Task goal:
Say how many lines in the records contain "bill". The reply must consist of the number alone.

Data for analysis section start

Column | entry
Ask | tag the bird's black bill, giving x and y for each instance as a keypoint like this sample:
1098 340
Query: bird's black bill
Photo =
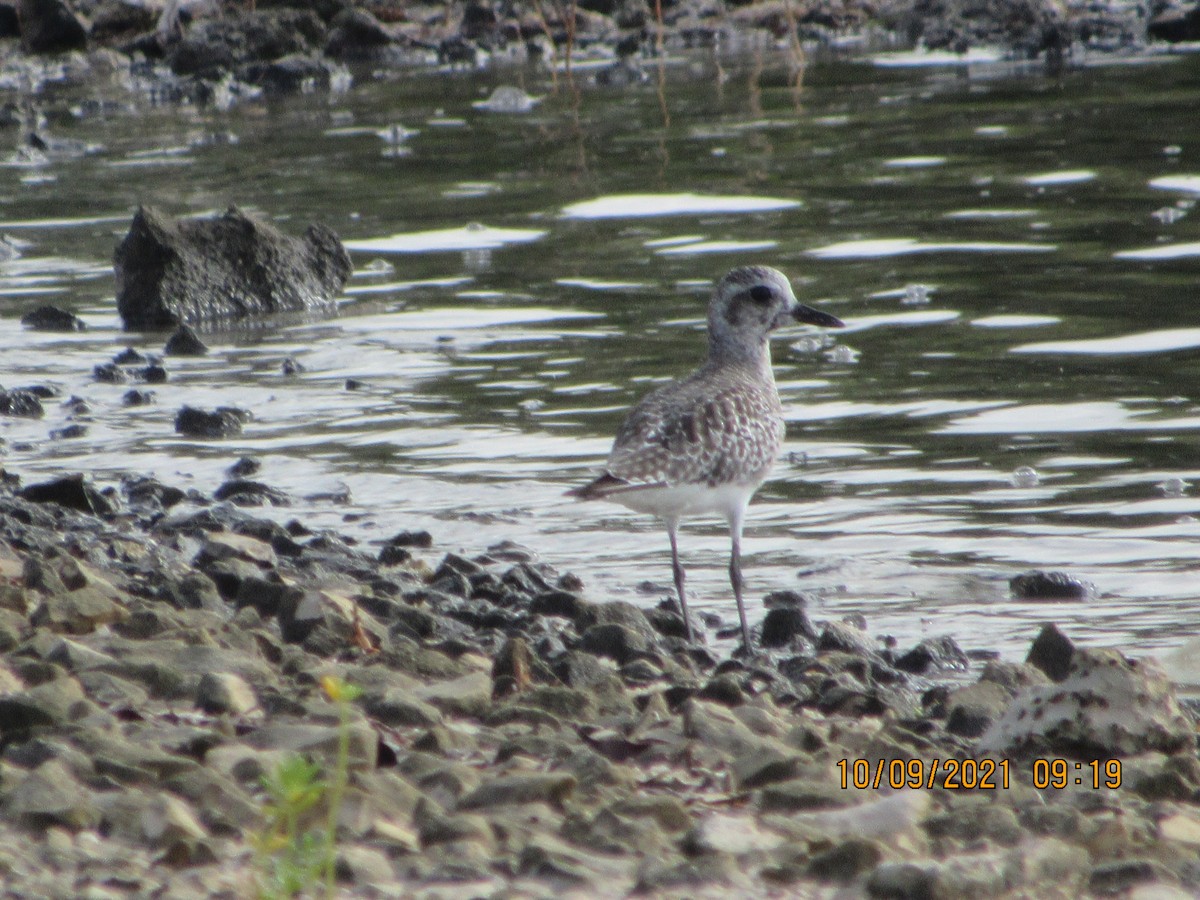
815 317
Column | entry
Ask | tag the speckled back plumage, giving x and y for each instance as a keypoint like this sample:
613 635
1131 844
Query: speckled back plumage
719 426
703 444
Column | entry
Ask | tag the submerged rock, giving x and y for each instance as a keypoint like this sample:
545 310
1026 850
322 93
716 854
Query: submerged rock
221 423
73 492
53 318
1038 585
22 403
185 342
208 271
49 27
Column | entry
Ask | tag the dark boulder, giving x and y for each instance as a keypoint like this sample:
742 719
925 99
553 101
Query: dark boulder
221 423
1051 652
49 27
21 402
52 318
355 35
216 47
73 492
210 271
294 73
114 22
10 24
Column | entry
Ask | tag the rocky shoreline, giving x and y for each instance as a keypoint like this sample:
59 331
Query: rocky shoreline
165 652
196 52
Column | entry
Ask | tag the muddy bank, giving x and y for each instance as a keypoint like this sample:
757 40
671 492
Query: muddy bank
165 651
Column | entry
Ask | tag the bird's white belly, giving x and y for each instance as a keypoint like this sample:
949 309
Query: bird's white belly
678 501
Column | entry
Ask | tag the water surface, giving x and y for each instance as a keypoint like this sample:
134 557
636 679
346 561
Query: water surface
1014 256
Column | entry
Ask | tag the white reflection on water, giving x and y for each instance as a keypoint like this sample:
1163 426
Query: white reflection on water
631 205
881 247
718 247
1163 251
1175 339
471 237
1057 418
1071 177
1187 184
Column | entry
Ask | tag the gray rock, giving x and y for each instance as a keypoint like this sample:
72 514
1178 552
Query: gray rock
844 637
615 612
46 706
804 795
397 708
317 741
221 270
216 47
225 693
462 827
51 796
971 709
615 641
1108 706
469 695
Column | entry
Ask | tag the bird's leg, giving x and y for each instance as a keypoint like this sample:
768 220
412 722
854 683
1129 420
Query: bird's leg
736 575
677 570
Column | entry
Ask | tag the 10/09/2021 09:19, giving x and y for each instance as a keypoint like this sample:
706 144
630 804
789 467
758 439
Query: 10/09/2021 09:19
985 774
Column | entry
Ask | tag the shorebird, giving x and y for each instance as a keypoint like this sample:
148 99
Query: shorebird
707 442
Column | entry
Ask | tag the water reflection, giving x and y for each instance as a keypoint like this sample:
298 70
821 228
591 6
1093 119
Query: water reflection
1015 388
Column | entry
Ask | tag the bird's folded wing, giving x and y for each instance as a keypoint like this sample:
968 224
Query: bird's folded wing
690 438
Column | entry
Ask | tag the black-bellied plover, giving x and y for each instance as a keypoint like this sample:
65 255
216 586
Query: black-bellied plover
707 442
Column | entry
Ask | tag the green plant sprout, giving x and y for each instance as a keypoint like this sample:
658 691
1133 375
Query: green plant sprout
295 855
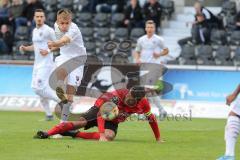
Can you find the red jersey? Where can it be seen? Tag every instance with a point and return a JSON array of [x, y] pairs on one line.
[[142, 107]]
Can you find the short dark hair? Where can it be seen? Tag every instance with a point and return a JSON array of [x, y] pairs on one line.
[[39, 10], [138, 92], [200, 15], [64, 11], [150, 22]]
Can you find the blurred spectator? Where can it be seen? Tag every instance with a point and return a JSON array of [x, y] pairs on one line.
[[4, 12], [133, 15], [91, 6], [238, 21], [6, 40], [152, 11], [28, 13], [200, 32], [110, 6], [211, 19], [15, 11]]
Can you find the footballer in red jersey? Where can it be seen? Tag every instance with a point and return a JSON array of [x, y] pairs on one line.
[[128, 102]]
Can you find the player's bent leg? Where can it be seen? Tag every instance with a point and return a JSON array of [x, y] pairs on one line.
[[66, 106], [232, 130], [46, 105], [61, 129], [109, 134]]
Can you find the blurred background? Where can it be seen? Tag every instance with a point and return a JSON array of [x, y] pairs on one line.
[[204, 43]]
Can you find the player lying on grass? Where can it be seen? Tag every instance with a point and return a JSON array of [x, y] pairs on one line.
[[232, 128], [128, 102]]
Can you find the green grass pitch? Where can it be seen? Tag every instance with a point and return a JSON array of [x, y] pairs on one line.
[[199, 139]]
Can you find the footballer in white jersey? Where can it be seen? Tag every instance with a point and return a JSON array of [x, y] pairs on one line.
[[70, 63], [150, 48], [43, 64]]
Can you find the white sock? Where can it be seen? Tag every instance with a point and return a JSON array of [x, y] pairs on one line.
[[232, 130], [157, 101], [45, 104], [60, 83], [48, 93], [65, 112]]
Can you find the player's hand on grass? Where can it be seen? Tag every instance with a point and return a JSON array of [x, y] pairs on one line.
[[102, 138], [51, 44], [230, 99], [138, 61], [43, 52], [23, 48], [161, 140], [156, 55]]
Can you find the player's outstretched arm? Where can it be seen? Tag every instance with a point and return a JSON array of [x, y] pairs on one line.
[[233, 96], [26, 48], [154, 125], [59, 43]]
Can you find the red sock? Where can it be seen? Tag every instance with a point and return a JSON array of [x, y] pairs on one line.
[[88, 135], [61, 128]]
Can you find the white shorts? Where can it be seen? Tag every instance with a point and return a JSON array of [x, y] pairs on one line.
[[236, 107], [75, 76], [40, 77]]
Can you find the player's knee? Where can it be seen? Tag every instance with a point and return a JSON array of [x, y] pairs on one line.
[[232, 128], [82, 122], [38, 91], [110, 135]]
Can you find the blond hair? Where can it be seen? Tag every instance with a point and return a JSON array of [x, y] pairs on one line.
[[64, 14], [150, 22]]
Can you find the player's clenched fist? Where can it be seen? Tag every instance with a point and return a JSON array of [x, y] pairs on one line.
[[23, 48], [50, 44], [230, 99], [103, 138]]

Data for analysis section end
Data for analysis section start

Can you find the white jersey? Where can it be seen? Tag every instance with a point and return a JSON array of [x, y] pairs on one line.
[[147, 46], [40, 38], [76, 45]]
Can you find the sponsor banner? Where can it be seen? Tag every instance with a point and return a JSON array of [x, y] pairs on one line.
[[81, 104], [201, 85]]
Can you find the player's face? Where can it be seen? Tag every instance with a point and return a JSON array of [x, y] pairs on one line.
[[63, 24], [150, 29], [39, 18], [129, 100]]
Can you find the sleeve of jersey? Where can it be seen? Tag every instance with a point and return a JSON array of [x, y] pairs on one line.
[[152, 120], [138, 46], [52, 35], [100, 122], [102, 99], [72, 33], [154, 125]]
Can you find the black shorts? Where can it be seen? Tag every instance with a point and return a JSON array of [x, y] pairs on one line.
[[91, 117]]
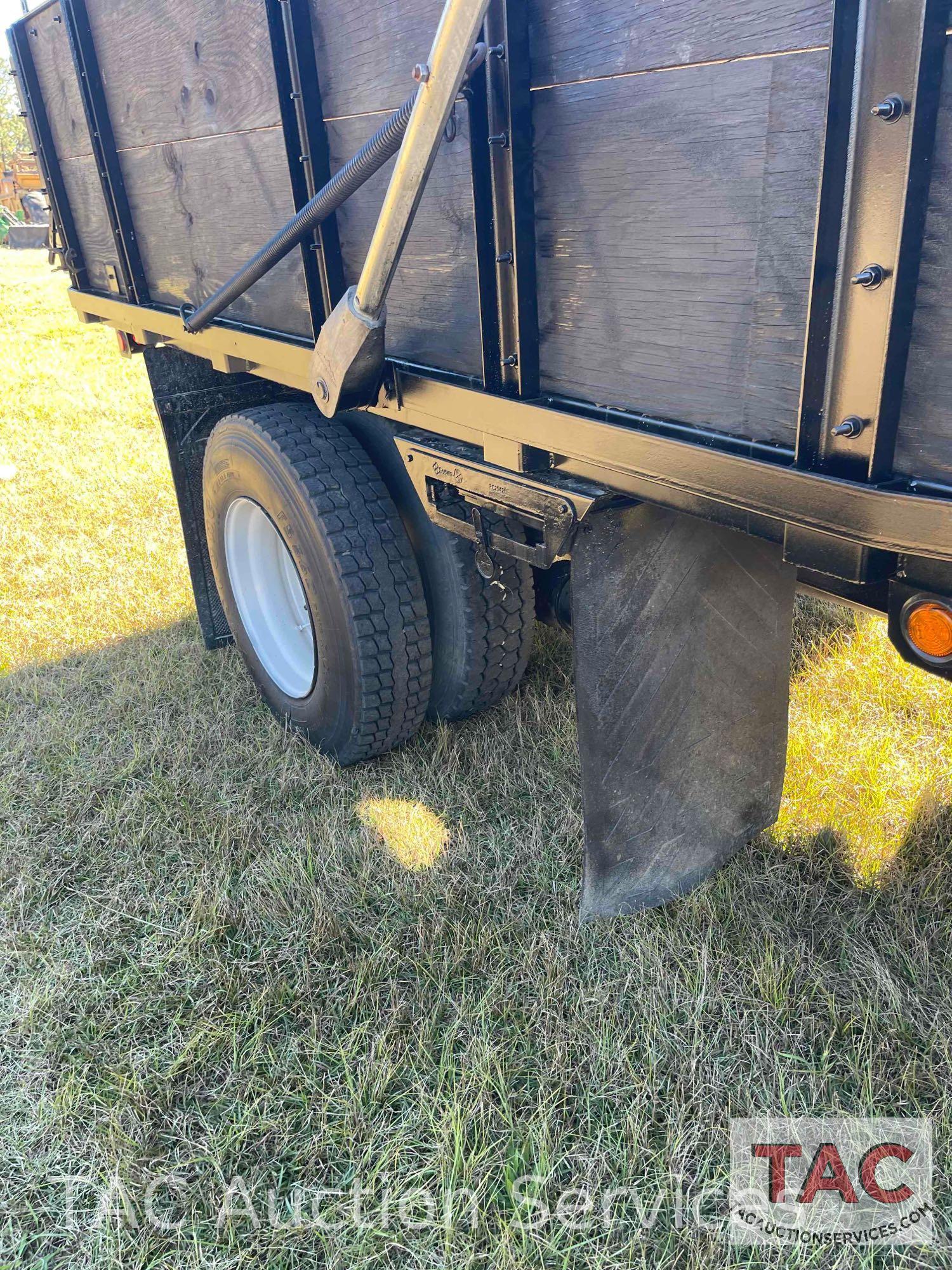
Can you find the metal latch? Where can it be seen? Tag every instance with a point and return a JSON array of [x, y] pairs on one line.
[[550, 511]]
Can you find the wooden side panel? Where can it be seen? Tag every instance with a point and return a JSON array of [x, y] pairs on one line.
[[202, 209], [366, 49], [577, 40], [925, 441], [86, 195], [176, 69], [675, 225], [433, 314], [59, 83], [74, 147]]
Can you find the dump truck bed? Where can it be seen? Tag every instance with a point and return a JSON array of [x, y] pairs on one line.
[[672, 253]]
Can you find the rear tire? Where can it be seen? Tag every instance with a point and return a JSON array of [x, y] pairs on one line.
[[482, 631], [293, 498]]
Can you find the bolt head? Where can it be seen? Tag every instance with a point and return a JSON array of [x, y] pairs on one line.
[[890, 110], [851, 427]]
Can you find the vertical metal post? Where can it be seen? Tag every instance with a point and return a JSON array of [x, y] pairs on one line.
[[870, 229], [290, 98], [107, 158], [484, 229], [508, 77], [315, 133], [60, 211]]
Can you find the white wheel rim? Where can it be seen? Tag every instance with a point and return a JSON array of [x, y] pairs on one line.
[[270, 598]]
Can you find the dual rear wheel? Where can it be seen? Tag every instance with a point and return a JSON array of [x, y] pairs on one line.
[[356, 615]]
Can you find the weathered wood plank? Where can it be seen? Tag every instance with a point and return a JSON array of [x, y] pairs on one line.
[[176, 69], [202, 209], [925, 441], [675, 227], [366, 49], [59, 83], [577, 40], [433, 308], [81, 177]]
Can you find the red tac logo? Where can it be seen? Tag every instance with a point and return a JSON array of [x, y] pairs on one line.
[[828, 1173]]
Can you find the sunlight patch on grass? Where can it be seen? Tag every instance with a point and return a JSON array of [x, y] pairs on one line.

Data for analysis section end

Written answer:
2